> **Study text**
Over the weekend, I read the sad news of the apparent suicide of Jacintha Saldanha. The facts aren’t all in yet. Reports are that Duchess Kate is pregnant and was admitted to the hospital for complications; two disc jockeys in Australia called the hospital, pretending to be Queen Elizabeth and Prince Charles. Saldanha took the initial call, the DJs convinced her they were the real deal, and she forwarded the call to another nurse who disclosed medical information about the princess. It appears Saldana took her life the next day. Three thoughts for lawyers in light of such a sad situation:
1. This was a third-party prank that illuminates the possibility of pranks in the workplace. The ManpowerGroup blog of March 29 makes a good point. Workplace humor is important for morale, but employees need to know where to draw the line. The blog suggests that employers add to existing policies and prohibit “potentially unwelcome, offensive or harmful workplace jokes or pranks.” They should detail what pranks are never allowed: those based on race, gender or other protected or physical characteristics; ingestion of unwelcome odors or substances; damage to property or a person’s reputation; and interference with another person’s ability to do his/her job.
My overall guideline: Does the action have the potential to lessen an employee’s dignity? If so, employees should not do it, and the employer should punish the action if a co-worker carries it out.

> **Recorded information**
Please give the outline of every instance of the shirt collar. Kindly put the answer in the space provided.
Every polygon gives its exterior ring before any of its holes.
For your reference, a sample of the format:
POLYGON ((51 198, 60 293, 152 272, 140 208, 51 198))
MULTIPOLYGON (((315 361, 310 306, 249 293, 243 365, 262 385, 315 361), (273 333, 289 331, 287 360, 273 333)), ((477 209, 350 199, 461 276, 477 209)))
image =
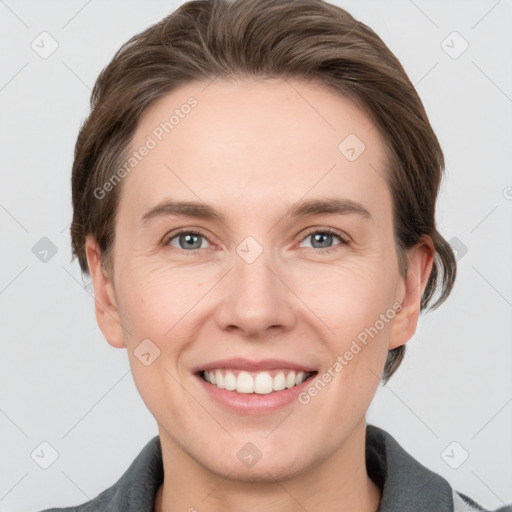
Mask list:
MULTIPOLYGON (((381 489, 377 512, 435 510, 452 512, 452 490, 448 482, 411 457, 385 430, 366 426, 366 467, 381 489)), ((112 487, 93 503, 112 512, 153 512, 164 470, 159 436, 151 439, 112 487)))

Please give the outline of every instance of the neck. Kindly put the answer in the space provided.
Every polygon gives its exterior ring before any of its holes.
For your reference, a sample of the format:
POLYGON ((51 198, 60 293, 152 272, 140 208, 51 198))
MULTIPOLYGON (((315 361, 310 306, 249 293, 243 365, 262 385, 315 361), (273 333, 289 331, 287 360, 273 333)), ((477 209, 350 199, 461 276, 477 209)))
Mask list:
POLYGON ((211 473, 162 433, 165 478, 155 512, 296 512, 298 506, 308 512, 376 512, 379 507, 380 490, 366 471, 364 421, 316 466, 291 478, 265 482, 211 473))

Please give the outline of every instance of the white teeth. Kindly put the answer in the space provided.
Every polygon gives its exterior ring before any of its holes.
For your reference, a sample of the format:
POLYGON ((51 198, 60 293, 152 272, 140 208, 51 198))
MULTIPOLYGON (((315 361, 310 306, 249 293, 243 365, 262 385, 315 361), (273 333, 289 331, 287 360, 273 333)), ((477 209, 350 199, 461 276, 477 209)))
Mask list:
POLYGON ((266 395, 273 391, 281 391, 285 388, 293 388, 304 382, 310 375, 303 371, 295 372, 287 370, 285 376, 284 371, 278 372, 274 378, 268 372, 259 372, 256 377, 246 371, 241 371, 238 376, 233 372, 221 370, 204 371, 204 378, 207 382, 217 386, 220 389, 228 391, 236 391, 237 393, 258 393, 266 395))
POLYGON ((236 390, 238 393, 253 393, 254 379, 250 373, 240 372, 236 379, 236 390))

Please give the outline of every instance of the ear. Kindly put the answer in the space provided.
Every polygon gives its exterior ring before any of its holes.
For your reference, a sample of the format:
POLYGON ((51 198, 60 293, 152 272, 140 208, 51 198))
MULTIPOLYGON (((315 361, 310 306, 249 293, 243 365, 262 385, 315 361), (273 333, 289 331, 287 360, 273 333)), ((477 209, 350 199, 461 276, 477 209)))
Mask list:
POLYGON ((115 348, 124 348, 123 326, 117 307, 114 286, 101 266, 101 249, 87 237, 85 254, 94 289, 96 320, 105 339, 115 348))
POLYGON ((397 301, 402 304, 402 309, 395 315, 391 324, 389 350, 404 345, 416 332, 421 297, 432 272, 434 257, 434 244, 427 235, 407 251, 407 273, 400 278, 397 295, 397 301))

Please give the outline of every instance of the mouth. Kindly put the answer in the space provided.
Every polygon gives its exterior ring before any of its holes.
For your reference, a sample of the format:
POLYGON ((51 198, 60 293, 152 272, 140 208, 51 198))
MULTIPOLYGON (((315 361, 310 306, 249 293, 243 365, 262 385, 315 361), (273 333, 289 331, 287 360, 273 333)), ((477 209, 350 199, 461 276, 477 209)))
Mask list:
POLYGON ((301 386, 313 379, 318 371, 296 371, 272 369, 265 371, 245 371, 235 369, 201 370, 196 375, 207 384, 234 394, 268 395, 301 386))

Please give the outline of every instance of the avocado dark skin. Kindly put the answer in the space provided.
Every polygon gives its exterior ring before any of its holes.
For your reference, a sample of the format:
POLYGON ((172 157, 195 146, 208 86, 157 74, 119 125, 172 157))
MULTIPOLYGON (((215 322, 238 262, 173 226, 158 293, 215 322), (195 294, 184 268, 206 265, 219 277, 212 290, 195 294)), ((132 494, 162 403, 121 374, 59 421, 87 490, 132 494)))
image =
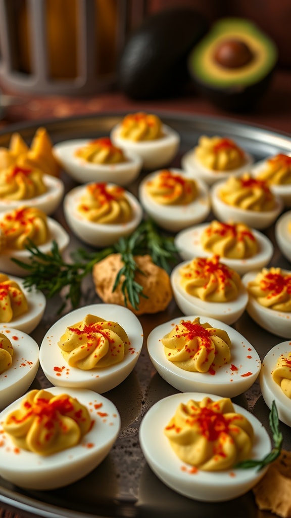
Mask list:
POLYGON ((179 95, 189 78, 188 53, 207 30, 203 17, 188 8, 149 17, 123 49, 118 68, 119 88, 136 99, 179 95))
POLYGON ((228 111, 248 112, 268 89, 276 46, 251 20, 222 18, 193 48, 189 70, 196 89, 228 111))

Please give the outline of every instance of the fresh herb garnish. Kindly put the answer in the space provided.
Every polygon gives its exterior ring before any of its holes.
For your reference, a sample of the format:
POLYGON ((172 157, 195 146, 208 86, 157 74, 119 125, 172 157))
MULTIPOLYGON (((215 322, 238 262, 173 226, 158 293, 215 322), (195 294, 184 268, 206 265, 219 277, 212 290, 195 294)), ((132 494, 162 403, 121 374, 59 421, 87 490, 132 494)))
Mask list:
MULTIPOLYGON (((92 272, 94 264, 110 254, 120 253, 123 265, 117 275, 113 291, 119 284, 122 276, 124 276, 121 289, 125 304, 127 305, 128 301, 135 309, 138 309, 140 297, 145 295, 142 286, 135 280, 136 272, 141 270, 134 256, 149 254, 155 264, 168 272, 171 264, 176 261, 177 252, 173 238, 161 236, 151 220, 141 223, 131 236, 121 238, 111 247, 93 252, 78 249, 71 254, 72 262, 69 263, 63 260, 54 241, 51 250, 47 254, 41 252, 31 241, 26 248, 31 253, 29 264, 12 259, 28 271, 24 286, 28 290, 35 286, 43 292, 48 298, 66 289, 66 293, 63 296, 66 302, 70 303, 73 308, 77 308, 80 302, 82 281, 92 272)), ((59 312, 64 309, 66 302, 59 312)))
POLYGON ((235 466, 235 468, 241 468, 243 469, 248 469, 250 468, 257 467, 257 471, 259 471, 265 466, 268 466, 268 464, 270 464, 278 458, 282 449, 283 436, 279 430, 278 412, 274 401, 272 403, 272 408, 269 415, 269 422, 272 430, 272 434, 273 434, 273 442, 274 443, 274 447, 272 451, 259 461, 256 460, 255 459, 242 461, 241 462, 239 462, 235 466))

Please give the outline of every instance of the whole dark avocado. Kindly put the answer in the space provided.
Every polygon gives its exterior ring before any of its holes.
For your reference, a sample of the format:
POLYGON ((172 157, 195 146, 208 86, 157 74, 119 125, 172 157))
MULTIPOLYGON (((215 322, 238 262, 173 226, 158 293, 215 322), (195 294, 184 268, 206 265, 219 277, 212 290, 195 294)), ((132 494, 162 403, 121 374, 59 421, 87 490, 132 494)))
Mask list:
POLYGON ((273 41, 249 20, 224 18, 193 48, 188 69, 200 93, 229 111, 248 111, 269 85, 273 41))
POLYGON ((189 79, 187 58, 206 34, 203 16, 175 8, 147 18, 127 41, 119 60, 119 88, 133 99, 169 97, 189 79))

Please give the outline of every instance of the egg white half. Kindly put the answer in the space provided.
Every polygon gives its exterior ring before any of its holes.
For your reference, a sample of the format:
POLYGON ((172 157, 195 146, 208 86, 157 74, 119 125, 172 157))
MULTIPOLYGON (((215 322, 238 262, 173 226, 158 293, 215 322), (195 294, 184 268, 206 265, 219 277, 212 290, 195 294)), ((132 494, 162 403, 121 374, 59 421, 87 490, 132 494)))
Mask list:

> **Task requirements**
Please return the passage of the text about the Saldanha prank call starting with "My overall guideline: Does" and going on through "carries it out.", copied word for word.

> **Answer area**
My overall guideline: Does the action have the potential to lessen an employee’s dignity? If so, employees should not do it, and the employer should punish the action if a co-worker carries it out.